Objective ▸
Copy out word for word the lines from the one with "Task: one point" up to and including the one with "x=290, y=336", leaving out the picture.

Raw data ▸
__________________________________________________

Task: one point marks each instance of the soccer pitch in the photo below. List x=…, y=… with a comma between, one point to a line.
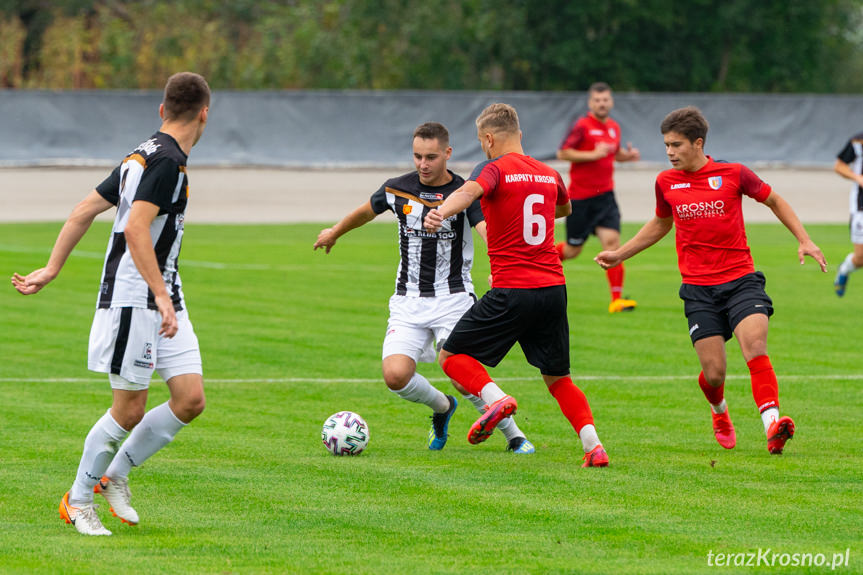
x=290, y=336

__________________________________________________

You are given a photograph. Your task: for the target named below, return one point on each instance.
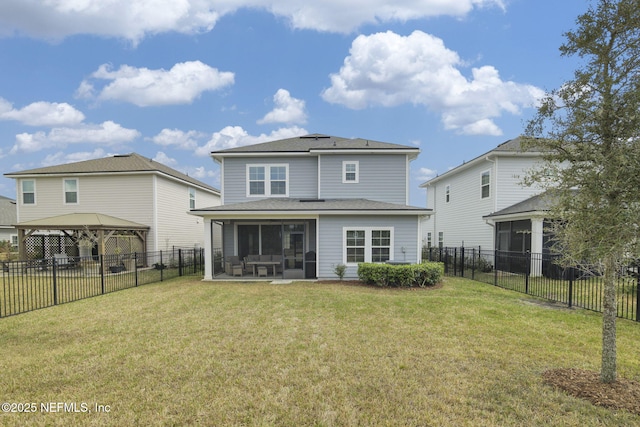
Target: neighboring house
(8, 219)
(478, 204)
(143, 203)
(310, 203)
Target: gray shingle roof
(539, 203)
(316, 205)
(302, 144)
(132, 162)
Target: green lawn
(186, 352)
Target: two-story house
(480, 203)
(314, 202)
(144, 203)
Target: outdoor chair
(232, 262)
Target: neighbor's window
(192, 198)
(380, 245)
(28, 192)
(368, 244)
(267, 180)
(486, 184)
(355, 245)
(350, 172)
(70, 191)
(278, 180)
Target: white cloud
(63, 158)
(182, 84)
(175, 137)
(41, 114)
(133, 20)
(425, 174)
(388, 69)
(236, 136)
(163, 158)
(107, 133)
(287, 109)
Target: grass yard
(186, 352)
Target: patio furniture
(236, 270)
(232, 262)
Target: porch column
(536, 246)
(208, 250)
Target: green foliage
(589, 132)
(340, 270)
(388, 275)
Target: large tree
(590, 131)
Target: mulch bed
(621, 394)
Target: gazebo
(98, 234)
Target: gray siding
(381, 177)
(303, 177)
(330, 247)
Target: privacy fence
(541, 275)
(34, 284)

__________________________________________________

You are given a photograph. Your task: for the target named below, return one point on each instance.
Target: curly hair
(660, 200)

__________________________________________________

The response ▸
Task: one point marks each instance of the soccer pitch in the photo below. List x=…, y=… with a comma between, one point to a line.
x=290, y=336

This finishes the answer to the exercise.